● ЧТО ТРЕБУЕТСЯ: Допишите текст о японских картах унсун, продолжив его после последнего предложения.

На смену картам тэнсё пришли карты унсун. Свое название они получили из португальского языка (um означает «один», sum(mo) — «наивысший», «наилучший»). В картах унсун добавилась еще одна масть, карта «дракон» обособилась от «военачальника», количество карт в колоде возросло до 75. Каждая масть была представлена следующими шестью картами с изображениями: коси («король» = «князь» = «воин»), ума («всадник на лошади»), хаи («дракон»), сота («королева»), ун и сун. Категория карт ун изображала пять богов счастья: Дай-коку (бог богатства), Дарума (Бодхи дхарма, основатель дзэн-буддизма), Хотэй (бог изобилия), Эбису (бог богатства и торговли). Дзюродэин (бог долголетия). Карта сун изображала знатного китайца в черном головном уборе. По внешнему виду карты унсун существенно отличались от карт тэнсё — рисунки на картах, в основном, приобрели япониэированные черты (при этом изображения «мечей» и «жезлов» сохранили свой прежний вид). На первых порах служившие для отдыха, развлечения и удовольствия, постепенно азартные игры в карты стали оказывать нежелательное для правительства влияние на самураев и горожан, которые слишком увлеклись игрой на деньги и стали забывать о своих основных обязанностях. И сёгунат карты запретил, Однако, судя по тому, как часто издавались подобные указы, запрет не оказал особого воздействия на азартных игроков, которые, однако, были вынуждены соблюдать осторожность. В современном языке до сих пор сохранилось выражение: «ун-томо сун-томо иванай», что буквально означает: «не говори ни ун, ни сун». Это выражение звучало как предостережение держать язык за зубами, соблюдать осторожность и быть начеку.

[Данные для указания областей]
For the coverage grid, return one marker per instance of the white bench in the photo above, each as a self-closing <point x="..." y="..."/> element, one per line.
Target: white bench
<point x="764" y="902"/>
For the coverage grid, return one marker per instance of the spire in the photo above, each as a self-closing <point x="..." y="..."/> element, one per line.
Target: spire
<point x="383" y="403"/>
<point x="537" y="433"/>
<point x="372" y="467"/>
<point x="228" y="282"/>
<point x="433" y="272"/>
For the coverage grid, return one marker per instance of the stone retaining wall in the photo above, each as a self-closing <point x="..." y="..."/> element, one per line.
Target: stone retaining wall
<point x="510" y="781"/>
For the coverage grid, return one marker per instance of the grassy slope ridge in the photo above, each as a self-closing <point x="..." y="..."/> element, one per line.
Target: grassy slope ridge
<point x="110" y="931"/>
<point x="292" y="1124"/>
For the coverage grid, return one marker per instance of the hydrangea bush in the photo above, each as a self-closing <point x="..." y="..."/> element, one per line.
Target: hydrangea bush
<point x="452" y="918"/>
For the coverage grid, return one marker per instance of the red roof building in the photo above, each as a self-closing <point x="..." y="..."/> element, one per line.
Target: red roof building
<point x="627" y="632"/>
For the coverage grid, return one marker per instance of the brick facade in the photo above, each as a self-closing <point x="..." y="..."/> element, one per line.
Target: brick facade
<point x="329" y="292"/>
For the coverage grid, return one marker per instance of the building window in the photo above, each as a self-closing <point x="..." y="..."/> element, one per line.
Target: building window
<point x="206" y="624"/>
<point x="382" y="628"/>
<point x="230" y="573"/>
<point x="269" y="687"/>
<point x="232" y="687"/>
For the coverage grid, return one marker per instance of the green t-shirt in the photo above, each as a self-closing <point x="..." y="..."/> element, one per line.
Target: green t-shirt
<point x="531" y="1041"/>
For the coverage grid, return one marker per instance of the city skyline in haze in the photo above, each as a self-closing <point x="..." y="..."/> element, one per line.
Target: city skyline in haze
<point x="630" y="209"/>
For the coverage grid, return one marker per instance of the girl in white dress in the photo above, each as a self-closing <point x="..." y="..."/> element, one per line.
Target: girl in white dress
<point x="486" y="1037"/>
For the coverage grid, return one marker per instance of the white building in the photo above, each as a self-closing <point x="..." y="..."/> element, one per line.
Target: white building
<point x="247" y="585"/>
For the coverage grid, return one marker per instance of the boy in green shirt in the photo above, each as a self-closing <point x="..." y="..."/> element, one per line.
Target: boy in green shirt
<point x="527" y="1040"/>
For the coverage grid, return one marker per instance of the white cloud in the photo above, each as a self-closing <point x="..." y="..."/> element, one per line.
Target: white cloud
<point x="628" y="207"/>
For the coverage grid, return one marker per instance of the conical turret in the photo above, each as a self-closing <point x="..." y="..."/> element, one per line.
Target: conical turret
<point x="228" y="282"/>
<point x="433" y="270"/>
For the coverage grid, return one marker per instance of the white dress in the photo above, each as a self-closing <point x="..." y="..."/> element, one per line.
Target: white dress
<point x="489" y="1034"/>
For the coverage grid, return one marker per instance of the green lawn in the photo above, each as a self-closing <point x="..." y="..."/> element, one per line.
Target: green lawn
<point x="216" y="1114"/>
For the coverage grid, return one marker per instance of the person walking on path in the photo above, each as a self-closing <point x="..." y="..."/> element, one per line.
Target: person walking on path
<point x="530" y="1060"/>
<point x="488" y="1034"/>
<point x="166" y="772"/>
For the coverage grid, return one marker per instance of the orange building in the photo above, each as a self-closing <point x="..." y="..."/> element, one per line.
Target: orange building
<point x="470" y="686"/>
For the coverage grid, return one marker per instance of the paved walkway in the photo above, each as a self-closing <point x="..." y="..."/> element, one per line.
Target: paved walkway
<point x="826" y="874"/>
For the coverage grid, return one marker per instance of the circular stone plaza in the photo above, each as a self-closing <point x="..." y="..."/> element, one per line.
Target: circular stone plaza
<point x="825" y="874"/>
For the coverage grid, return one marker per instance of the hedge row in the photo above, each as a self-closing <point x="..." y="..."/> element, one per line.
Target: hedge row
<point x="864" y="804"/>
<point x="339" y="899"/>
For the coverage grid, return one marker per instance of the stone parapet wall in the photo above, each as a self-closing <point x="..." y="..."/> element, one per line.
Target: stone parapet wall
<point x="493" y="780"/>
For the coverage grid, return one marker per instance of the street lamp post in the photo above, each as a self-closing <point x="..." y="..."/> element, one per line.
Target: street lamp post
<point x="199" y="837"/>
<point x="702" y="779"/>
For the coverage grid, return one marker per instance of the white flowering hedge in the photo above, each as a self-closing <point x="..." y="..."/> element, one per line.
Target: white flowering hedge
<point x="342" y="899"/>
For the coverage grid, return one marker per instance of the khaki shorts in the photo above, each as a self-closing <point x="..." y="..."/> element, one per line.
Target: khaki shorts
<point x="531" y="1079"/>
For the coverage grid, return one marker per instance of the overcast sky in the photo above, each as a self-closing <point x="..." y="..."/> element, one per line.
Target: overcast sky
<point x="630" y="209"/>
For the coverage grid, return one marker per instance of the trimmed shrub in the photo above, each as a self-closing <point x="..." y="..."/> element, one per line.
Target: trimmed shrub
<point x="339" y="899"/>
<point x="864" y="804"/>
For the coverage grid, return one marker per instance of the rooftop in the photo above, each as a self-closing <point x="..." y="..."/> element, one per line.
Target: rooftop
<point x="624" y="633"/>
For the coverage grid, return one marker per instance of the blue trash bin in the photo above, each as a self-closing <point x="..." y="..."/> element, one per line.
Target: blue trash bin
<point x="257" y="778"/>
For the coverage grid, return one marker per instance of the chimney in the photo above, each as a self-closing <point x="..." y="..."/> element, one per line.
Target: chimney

● РЕЗУЛЬТАТ ЗАДАНИЯ:
Цветочные карты ханафуда

В начале ХХ в. были изобретены своеобразные «цветочные карты» — хана-карута (или ханафуда), которые стали любимым развлечением японцев. Этот вид карт совершенно отличается от всех карт «южных варваров» и до сих пор пользуется заслуженной любовью японцев.

В этих картах, на которых изображены луна, цветы, животные и птицы, и где можно найти указания на исторические предания и легенды, отражается вся прелесть утонченного восприятия жизни и понимание ее естественного течения, чувствуются подлинная любовь японцев к природе, переживания человека, ощущающего себя частью единого и великого целого.

В том виде, в котором цветочные карты в настоящее время дошли до нас, они представляют собой колоду из 48 карт с изображением деревьев, цветов и растений, соответствующих четырем сезонам двенадцати месяцев года: сосна, слива, сакура, глициния, ирис, пион, леспедеца, мискант, хризантема, клен, ива, павлония. То есть место привычной нам масти заняло время года. Набор растений, использующихся в цветочных картах, не случаен; на протяжении многих столетий все они в традиционной культуре Японии значили неизмеримо много, продолжают играть огромную роль и в современной жизни. Это в равной мере касается повседневной жизни и традиционных народных праздников, синтоистско-оуд-дийской культовой обрядности, литературы и искусства, словом, всех тех сфер, в которых отражаются представления японцев о природе, времени и прекрасном.

Например, на картах, соответствующих февралю, изображены ветки цветущей сливы, на самой дорогой из них карте нарисован и соловей (так обычно переводят на европейские языки название самой популярной японской певчей птицы — камышовки) в ветках сливы — традиционный поэтический символ начала весны.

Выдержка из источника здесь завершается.